Reproduce each line of the records below without any change, from the first to the last.

### Input material ###

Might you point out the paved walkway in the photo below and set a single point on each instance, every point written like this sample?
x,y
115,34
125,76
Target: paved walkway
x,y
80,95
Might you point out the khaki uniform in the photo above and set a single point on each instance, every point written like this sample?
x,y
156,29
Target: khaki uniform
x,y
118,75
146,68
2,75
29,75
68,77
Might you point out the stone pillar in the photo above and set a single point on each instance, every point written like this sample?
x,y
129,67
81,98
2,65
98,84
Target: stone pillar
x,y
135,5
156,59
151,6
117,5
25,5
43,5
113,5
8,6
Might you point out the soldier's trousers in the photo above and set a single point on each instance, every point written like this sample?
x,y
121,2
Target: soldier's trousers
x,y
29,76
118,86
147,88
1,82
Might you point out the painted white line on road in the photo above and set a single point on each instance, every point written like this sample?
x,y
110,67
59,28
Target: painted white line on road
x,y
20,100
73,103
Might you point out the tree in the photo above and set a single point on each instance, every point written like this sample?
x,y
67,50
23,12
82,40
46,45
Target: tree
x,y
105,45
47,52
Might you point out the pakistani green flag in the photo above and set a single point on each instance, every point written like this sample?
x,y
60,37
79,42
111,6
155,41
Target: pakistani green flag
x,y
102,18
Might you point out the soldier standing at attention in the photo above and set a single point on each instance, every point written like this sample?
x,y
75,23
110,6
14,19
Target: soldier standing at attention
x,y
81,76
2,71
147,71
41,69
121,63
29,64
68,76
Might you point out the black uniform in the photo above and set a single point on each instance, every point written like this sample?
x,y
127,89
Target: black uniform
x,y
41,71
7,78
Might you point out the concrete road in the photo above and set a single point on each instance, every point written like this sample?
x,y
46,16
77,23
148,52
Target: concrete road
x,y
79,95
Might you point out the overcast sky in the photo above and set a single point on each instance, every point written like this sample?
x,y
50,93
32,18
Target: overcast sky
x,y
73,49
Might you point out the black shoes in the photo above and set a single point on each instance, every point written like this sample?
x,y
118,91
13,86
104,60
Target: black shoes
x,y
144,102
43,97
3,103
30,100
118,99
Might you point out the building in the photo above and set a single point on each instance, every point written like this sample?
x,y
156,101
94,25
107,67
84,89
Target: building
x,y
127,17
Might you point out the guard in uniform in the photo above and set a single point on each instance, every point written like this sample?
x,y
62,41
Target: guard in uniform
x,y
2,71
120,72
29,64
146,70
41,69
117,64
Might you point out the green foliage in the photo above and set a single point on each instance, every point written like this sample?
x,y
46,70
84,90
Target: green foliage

###

** Full solution **
Might you point out the paved walkway in the photo below and set a single point on each instance, every point written like this sample?
x,y
115,34
125,76
Target: paved walkway
x,y
80,95
Might you point out the khaki uniform in the photo above and set a single point on each instance, every point written like this sample?
x,y
156,29
Target: khaki uniform
x,y
118,75
146,68
2,75
29,75
68,77
Might you point out the stone pillar in the photo above and set a single point on each instance, every point written like this sample?
x,y
129,67
81,98
2,65
98,84
Target: stone pillar
x,y
135,5
156,59
151,6
117,5
25,5
43,5
113,5
8,6
Might you point out the soldier's trousers in the photo above and set a single point on each instance, every point written like this sample?
x,y
121,2
Target: soldier's trousers
x,y
29,76
118,86
147,88
1,82
Might you point out the painted white line on road in the photo above and set a single point on each instance, every point written like this sample?
x,y
110,67
59,28
Target: painted white line on road
x,y
20,100
73,103
Might you point out the tree in the photo above and set a single point on each instance, every point written like this sample?
x,y
67,50
23,12
82,40
46,45
Target: tree
x,y
105,45
47,52
Might you point out the pakistani green flag in the photo above and set a single point on each instance, every point written like this sample?
x,y
60,37
79,42
111,6
155,41
Target: pakistani green flag
x,y
102,18
Might you point out the soldier standing at attention in the photo above and set a single point on each instance, every point written like this sample?
x,y
75,23
110,6
14,19
Target: soldier standing at attention
x,y
81,76
2,71
147,71
41,69
121,63
29,64
68,76
Might you point out the black uniform in the photo above and set a single point on each instance, every point written like this sample?
x,y
127,89
Target: black uniform
x,y
41,71
7,78
Might you point out the concrete road in the photo above and set a single point on each instance, every point written like this sample?
x,y
46,16
77,23
148,52
Target: concrete road
x,y
79,95
Might you point out the overcast sky in the photo above and set a single point on each instance, every point written like this sample?
x,y
50,93
32,18
Target: overcast sky
x,y
73,49
Might you point out the black shoes in the photo above and set a single point on each instance, every point written like this sample?
x,y
118,91
13,86
104,60
Target: black shoes
x,y
144,102
43,97
3,103
30,100
118,99
Might you point out the building in the photo above and set a single point on each instance, every point written like this sample?
x,y
156,101
94,25
107,67
84,89
Target: building
x,y
127,17
Might you point out the guard in uniform in the photo above and set a single point on each instance, every point written like this sample?
x,y
62,41
Target: guard in uniform
x,y
2,71
120,72
29,64
146,70
41,69
117,64
Might you point out the green foliage in the photo above and set a single point on each instance, every point written like this sample?
x,y
46,70
84,90
Target: green foliage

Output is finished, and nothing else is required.